## DIRECTIONS FOR THIS TASK
Please figure out how many lines in the material contain "Quickstart", and give only that number.

## EXTRACTED MATERIAL
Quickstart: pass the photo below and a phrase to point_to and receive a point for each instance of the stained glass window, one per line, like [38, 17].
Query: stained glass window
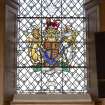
[51, 47]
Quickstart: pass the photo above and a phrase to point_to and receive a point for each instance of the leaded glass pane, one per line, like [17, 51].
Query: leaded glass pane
[51, 47]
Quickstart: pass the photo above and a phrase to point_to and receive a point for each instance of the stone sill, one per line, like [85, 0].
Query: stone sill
[52, 98]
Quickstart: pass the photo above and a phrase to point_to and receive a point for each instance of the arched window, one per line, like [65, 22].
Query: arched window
[51, 47]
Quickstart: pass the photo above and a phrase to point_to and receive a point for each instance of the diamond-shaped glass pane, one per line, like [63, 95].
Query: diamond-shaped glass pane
[51, 47]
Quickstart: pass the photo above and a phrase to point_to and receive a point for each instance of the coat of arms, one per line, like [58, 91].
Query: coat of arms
[49, 48]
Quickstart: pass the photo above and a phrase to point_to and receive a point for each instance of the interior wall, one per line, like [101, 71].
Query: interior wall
[2, 30]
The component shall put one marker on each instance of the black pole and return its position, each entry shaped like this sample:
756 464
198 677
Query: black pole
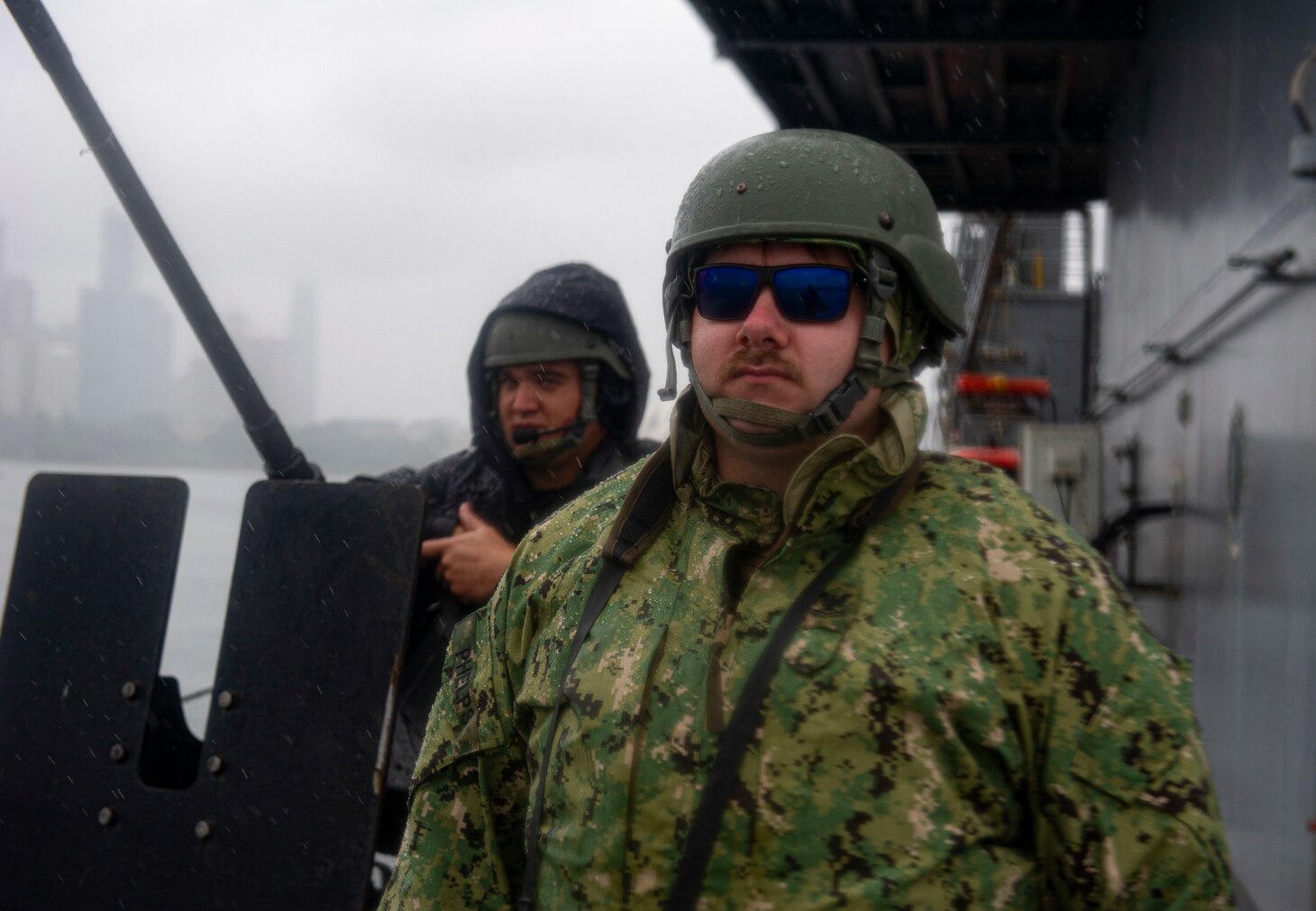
282 460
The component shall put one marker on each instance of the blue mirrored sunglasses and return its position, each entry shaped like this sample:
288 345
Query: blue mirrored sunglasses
804 294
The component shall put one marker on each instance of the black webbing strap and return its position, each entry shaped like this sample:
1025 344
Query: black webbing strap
643 514
731 748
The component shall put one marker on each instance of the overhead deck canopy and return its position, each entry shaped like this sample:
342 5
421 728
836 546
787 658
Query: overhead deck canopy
999 105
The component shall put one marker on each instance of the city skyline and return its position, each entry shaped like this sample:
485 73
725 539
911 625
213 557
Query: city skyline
415 165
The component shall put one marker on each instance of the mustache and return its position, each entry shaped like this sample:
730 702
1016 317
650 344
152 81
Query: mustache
741 360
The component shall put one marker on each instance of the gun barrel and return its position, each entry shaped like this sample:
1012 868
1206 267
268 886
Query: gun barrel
282 459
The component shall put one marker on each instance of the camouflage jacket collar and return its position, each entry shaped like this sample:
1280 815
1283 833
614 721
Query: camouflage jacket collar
829 487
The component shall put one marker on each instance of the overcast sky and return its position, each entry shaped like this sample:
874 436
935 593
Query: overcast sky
414 165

## TASK RESPONSE
7